- [Rows from a pointing dataset]
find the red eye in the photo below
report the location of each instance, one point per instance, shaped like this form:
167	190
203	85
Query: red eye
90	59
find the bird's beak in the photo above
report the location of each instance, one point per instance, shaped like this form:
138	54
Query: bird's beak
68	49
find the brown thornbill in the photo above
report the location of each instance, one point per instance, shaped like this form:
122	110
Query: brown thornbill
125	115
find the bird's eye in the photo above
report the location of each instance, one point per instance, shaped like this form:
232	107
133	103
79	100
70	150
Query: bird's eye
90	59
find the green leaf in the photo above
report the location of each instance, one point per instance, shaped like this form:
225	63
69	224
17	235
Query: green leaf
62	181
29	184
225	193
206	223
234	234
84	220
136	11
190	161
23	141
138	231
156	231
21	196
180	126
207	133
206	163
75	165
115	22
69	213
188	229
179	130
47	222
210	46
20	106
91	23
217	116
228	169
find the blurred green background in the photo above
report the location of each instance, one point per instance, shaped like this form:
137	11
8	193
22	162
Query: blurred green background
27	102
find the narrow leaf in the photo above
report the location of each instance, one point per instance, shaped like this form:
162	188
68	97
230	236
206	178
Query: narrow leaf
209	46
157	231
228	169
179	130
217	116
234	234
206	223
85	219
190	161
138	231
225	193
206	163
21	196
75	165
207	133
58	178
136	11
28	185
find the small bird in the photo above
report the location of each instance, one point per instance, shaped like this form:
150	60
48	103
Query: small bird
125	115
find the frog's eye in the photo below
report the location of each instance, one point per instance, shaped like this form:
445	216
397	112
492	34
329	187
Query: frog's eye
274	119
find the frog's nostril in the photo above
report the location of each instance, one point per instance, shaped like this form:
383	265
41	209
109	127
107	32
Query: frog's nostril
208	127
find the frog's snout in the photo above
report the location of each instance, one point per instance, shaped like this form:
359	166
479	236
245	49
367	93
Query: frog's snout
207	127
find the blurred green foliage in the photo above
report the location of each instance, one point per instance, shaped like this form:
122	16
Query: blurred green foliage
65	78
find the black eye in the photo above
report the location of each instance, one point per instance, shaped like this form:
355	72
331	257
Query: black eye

- [TASK BRIEF]
Rewrite all of the records above, putting "in this format" wherever "shaped like this form" occurs and keeping everything else the same.

- [TASK SOLUTION]
find the red eye in the photo below
report the location of each instance, one point per instance, in this format:
167	190
203	85
Query: red eye
90	59
find the bird's beak in the photo above
report the location of each instance, one point per instance, in this format:
138	54
Query: bird's beak
68	49
find the brown thornbill in the photo above
report the location of each instance, one point per instance, in this format:
122	110
Query: brown thornbill
125	115
find the bird's eye in the photo above
report the location of each instance, one point per instance, in this format:
232	107
133	103
79	100
70	150
Query: bird's eye
90	59
find the green leaf in the photo above
report the location of each instance, one point per instance, in this format:
225	63
69	224
17	235
Query: green leaf
62	181
29	184
225	193
206	223
234	234
84	220
136	11
190	161
23	141
138	231
156	231
21	196
180	126
207	133
206	163
75	165
115	22
69	213
188	229
179	130
47	222
210	46
20	106
91	23
217	116
228	169
find the blurred green background in the photo above
report the location of each instance, one point per instance, in this format:
137	11
8	193
22	162
Query: blurred green background
27	102
find the narrow leaf in the photo above
report the location of each instance, one point per instance, in this format:
162	188
68	97
230	236
206	178
Query: narrow leaf
209	46
157	231
228	169
179	130
217	116
234	234
206	223
85	219
190	161
138	231
225	193
206	163
21	196
75	165
207	133
58	178
136	11
28	185
find the small bird in the photo above
report the location of each instance, one point per instance, in this format:
150	60
48	103
Query: small bird
125	115
find the frog's eye in the photo below
report the location of each instance, one point per instance, in this format:
445	216
397	112
492	34
329	187
Query: frog's eye
274	119
find the frog's nostril in the photo above
report the location of each instance, one point per instance, in this format:
383	265
41	209
109	127
107	32
Query: frog's nostril
208	127
find the frog's snout in the photo above
report the location of each instance, one point per instance, in this format:
359	166
479	236
245	49
367	93
Query: frog's snout
207	127
find the blurred green foliage in the photo above
report the location of each instance, one point per instance, in this format:
122	16
Query: blurred green foliage
65	78
find the black eye in the photo above
report the location of each instance, one point per instance, in this format:
355	72
331	257
Query: black eye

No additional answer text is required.